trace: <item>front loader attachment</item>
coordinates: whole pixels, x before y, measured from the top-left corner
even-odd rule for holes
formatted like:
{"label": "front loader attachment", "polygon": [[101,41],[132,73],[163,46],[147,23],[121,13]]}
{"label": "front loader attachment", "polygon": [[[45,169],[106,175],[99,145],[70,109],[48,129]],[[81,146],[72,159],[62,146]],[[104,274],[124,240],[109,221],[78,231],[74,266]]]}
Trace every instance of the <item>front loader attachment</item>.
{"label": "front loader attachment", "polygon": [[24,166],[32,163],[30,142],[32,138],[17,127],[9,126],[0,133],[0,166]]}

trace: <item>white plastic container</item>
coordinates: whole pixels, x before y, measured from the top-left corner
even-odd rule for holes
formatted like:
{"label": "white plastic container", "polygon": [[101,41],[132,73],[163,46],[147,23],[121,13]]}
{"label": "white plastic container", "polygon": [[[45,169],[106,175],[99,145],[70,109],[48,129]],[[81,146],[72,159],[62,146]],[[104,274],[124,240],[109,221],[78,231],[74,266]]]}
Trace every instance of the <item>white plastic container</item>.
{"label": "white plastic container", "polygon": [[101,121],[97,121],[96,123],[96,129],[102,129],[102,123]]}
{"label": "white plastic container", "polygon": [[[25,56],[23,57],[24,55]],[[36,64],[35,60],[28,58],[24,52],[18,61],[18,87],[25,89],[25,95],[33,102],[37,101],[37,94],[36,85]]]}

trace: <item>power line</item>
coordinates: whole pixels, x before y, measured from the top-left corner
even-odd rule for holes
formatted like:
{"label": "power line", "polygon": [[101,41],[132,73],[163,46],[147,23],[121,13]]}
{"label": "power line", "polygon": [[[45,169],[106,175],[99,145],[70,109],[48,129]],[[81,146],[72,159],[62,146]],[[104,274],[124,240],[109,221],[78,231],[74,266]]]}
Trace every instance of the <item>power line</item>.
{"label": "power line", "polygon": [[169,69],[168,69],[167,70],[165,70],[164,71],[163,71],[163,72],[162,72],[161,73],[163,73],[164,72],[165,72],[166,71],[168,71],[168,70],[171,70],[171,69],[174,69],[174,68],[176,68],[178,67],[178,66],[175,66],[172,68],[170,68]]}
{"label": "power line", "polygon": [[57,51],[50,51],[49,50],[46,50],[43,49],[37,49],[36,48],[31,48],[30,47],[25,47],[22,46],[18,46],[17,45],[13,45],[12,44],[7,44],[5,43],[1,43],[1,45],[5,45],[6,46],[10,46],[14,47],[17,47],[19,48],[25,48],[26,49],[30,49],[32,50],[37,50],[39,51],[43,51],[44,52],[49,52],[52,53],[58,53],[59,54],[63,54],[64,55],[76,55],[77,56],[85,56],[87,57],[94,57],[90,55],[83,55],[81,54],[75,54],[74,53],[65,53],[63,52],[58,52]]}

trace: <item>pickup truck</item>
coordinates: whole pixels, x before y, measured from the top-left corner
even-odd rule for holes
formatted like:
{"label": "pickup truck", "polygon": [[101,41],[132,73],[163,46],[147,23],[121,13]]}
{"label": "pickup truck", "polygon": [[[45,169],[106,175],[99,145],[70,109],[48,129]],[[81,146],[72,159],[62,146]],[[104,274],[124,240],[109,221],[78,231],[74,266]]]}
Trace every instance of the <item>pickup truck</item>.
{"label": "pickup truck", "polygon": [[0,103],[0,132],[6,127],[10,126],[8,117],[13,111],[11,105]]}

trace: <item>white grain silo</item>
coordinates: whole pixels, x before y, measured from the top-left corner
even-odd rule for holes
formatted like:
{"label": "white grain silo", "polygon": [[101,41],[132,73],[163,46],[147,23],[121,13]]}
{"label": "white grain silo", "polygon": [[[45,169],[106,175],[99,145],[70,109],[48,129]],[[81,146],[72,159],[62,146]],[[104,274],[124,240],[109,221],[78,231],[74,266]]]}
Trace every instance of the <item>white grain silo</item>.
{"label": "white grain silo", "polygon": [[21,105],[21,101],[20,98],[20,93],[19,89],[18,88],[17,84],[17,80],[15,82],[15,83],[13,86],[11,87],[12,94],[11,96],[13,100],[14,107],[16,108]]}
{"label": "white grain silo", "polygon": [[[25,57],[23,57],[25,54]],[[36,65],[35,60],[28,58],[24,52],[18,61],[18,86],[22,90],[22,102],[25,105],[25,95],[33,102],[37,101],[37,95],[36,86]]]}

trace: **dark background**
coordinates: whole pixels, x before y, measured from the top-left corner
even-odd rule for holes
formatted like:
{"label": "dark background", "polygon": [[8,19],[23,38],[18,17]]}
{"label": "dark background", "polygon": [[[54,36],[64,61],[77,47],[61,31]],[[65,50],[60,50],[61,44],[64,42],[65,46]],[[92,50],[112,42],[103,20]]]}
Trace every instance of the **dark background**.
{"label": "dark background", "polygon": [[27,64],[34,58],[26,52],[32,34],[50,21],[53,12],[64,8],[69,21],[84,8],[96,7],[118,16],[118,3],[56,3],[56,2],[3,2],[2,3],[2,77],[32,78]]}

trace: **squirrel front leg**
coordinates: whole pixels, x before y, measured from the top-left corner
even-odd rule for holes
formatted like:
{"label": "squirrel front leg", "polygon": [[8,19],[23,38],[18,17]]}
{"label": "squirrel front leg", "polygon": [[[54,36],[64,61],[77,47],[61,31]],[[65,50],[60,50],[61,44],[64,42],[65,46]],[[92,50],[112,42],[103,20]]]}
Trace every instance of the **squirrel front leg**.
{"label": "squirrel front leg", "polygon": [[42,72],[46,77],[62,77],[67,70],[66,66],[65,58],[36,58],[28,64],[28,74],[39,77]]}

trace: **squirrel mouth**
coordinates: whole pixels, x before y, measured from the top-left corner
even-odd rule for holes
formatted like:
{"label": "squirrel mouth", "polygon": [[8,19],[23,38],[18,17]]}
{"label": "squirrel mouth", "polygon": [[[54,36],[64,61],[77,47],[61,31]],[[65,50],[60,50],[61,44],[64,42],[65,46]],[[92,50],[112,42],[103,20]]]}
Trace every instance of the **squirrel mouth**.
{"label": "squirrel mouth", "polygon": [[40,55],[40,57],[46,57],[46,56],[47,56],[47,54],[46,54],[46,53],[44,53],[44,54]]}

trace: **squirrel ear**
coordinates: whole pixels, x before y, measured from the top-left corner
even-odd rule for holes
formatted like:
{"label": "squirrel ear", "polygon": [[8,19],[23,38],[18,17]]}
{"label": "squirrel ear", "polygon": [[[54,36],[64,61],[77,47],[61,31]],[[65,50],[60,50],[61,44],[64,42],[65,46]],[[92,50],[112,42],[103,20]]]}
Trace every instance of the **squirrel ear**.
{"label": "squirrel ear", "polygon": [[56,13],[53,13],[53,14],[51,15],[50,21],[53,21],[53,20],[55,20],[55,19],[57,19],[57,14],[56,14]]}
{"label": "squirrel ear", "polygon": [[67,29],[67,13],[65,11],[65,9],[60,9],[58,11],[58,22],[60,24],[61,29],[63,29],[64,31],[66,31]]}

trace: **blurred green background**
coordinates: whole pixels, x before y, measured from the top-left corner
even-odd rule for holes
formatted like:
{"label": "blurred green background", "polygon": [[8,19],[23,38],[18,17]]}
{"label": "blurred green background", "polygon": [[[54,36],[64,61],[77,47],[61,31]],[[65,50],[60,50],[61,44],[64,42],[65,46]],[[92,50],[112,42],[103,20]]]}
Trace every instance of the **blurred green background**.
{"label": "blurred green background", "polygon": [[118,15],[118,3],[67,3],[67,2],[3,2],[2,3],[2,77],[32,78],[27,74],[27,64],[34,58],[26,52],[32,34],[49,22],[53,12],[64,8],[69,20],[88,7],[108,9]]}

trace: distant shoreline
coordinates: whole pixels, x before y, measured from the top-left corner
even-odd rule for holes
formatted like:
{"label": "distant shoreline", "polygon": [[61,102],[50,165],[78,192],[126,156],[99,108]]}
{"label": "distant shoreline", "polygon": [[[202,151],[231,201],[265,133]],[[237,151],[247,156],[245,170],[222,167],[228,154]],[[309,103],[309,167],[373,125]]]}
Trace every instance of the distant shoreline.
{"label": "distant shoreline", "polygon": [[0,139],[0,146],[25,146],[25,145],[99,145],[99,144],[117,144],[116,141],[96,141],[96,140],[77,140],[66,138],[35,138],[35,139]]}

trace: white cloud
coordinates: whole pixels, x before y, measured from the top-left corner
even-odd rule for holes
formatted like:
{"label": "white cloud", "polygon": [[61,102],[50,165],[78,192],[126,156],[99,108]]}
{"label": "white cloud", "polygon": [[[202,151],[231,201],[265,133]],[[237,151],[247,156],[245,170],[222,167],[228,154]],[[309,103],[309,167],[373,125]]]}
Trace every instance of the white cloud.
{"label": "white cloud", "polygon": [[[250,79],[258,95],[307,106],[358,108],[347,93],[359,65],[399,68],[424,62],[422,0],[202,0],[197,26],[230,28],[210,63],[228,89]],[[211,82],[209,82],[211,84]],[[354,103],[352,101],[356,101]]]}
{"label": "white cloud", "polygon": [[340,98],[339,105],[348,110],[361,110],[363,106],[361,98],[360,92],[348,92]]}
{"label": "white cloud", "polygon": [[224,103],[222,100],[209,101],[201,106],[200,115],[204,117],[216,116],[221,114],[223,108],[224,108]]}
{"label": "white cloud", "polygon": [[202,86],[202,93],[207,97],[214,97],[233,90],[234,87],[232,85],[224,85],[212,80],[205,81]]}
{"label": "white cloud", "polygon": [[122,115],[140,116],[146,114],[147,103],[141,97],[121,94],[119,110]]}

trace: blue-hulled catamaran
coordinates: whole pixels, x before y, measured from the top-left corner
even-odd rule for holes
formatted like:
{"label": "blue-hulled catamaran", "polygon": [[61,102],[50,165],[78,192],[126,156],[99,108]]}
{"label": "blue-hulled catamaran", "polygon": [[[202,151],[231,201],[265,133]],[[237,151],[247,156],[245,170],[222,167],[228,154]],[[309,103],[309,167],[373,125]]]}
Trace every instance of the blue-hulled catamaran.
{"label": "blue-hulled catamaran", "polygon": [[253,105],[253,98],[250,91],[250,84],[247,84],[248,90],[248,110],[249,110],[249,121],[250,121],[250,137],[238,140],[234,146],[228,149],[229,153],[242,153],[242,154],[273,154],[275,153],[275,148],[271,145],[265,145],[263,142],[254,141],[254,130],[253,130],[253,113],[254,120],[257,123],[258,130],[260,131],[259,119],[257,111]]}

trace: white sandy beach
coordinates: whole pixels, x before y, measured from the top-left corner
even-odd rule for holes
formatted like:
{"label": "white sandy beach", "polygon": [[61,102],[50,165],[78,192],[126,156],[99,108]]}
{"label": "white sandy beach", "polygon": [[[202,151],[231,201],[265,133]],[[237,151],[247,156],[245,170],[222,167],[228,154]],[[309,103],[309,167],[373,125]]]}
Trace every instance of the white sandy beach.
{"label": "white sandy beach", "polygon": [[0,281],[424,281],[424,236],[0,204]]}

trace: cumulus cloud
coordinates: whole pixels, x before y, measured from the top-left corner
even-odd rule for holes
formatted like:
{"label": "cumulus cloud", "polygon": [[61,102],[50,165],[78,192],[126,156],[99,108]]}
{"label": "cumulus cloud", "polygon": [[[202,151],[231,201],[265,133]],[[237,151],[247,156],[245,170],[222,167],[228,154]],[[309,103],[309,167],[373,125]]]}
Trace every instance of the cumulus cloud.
----
What is required » Reproduce the data above verbatim, beginning at the line that contains "trace: white cloud" and stopping after the line that contains "Trace every instance of the white cloud.".

Task result »
trace: white cloud
coordinates: whole pixels, x before y, measured from the top-left corner
even-odd rule for holes
formatted like:
{"label": "white cloud", "polygon": [[61,102],[50,165],[78,192],[126,156],[99,108]]}
{"label": "white cloud", "polygon": [[[202,151],[231,201],[265,133]],[[237,151],[247,156],[245,170],[222,167],[228,154]],[[309,103],[309,167],[373,125]]]}
Trace every instance of the white cloud.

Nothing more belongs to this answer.